Exercise instructions: Only the lines from the one containing "Note for the class: annotate every instance of the dead" through the last line below should be written out, exactly and with both ends kept.

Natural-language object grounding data
>>
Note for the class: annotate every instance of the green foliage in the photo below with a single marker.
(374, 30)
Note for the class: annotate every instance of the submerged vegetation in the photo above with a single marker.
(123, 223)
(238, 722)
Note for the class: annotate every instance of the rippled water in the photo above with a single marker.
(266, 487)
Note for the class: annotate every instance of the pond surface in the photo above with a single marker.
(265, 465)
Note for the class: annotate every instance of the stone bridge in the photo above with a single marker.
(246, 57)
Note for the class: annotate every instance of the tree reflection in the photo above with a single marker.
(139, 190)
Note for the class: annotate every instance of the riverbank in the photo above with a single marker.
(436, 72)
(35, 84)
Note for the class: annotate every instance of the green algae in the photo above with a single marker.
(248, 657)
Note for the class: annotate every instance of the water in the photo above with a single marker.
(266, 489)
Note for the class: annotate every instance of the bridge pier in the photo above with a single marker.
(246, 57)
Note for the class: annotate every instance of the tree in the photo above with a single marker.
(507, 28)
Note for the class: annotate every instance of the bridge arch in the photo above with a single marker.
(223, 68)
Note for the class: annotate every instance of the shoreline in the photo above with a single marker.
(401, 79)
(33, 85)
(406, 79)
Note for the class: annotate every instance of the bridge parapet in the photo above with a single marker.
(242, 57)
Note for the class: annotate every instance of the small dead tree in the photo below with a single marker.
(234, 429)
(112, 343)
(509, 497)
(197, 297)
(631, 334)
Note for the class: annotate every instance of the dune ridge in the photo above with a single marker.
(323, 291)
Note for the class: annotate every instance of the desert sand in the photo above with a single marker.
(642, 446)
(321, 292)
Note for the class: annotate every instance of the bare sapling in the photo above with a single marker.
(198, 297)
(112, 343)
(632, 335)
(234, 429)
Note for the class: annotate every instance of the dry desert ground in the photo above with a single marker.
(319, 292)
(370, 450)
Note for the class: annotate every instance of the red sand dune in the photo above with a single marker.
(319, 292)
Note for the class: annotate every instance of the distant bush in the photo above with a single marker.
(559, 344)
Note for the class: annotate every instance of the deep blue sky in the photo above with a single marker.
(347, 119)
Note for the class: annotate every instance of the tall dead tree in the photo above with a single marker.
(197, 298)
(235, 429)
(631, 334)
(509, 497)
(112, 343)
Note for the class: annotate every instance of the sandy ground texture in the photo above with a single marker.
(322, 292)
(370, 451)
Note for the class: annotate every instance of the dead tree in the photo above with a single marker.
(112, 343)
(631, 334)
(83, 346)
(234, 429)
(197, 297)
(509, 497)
<<
Result of the exercise:
Note for the class: annotate every instance of the dead tree in the photo above with a single marker.
(112, 343)
(631, 334)
(83, 346)
(234, 429)
(197, 297)
(509, 497)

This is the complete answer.